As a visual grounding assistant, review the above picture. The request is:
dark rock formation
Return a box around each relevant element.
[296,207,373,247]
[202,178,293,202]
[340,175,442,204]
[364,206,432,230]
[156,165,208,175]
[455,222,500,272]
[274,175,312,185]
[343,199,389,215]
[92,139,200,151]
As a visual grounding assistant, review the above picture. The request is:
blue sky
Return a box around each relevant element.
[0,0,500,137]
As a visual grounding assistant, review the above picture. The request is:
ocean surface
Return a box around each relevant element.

_ _ _ _ _

The problem: Copy the records from the very start down to the line containing "[92,139,200,151]", changing "rock formation" to "stone formation" and leaving everything else the same.

Result for this exercise:
As a visual grounding assistant, review the above picture. The request is:
dark stone formation
Return a box around each relevant element.
[296,207,373,247]
[202,178,293,202]
[340,175,442,204]
[364,206,432,230]
[156,165,208,175]
[455,222,500,272]
[274,175,312,185]
[343,199,389,215]
[92,139,200,151]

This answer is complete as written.